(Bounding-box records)
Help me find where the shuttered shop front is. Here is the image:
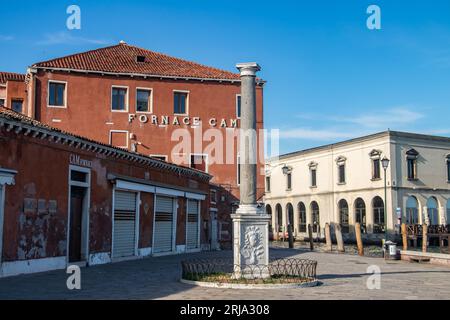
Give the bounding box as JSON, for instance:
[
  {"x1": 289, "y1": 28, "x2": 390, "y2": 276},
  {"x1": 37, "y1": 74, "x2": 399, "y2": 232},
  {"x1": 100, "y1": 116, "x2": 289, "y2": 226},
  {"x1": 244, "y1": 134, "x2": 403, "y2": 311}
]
[
  {"x1": 113, "y1": 191, "x2": 136, "y2": 258},
  {"x1": 153, "y1": 196, "x2": 174, "y2": 253},
  {"x1": 186, "y1": 200, "x2": 200, "y2": 250}
]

**Brief**
Please give every line of the material above as a numbered list, skipping blank lines and leaving out the pictures.

**Task answer**
1. Help me find where the shuttered shop front is. Here is the image:
2. Give the bounding box as JSON, for instance:
3. [
4.   {"x1": 289, "y1": 28, "x2": 390, "y2": 276},
5.   {"x1": 37, "y1": 74, "x2": 399, "y2": 232},
6.   {"x1": 100, "y1": 116, "x2": 289, "y2": 226},
7.   {"x1": 244, "y1": 134, "x2": 403, "y2": 311}
8. ]
9. [
10.   {"x1": 113, "y1": 191, "x2": 136, "y2": 258},
11.   {"x1": 153, "y1": 196, "x2": 174, "y2": 253},
12.   {"x1": 186, "y1": 200, "x2": 200, "y2": 250}
13. ]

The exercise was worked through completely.